## WHAT IS EXPECTED
Filter the items below, keeping each line that contains the string "town". Treat the match as case-sensitive.
═══ LISTING
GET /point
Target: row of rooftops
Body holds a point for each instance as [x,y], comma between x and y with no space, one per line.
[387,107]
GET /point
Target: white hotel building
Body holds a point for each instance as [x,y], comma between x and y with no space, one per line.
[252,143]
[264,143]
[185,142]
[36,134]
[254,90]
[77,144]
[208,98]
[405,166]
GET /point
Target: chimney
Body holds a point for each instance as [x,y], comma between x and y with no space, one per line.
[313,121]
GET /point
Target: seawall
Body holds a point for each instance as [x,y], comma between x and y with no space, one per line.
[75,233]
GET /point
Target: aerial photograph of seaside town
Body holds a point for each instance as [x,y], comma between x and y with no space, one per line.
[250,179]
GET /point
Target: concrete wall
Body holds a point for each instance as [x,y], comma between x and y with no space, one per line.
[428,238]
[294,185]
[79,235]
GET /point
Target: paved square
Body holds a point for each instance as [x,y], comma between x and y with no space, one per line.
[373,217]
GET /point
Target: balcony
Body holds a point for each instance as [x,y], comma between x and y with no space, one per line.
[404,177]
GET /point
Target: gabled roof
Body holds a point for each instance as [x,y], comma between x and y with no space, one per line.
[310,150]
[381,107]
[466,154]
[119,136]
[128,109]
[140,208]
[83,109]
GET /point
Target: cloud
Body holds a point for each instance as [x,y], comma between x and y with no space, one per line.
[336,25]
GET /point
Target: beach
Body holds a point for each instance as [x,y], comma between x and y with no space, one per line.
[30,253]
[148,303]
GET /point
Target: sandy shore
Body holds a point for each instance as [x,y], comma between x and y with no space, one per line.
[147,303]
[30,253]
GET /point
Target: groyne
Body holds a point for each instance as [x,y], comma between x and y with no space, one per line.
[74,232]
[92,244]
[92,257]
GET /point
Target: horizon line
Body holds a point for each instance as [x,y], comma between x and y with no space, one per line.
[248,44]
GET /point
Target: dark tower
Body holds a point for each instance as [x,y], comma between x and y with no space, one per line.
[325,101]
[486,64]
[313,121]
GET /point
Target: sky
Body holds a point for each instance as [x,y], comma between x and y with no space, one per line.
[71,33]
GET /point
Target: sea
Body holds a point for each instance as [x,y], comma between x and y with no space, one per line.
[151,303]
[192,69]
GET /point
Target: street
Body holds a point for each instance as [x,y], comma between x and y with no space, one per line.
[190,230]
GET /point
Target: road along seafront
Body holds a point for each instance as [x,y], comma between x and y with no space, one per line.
══════
## WRITTEN ANSWER
Target: aerial photograph of seaside town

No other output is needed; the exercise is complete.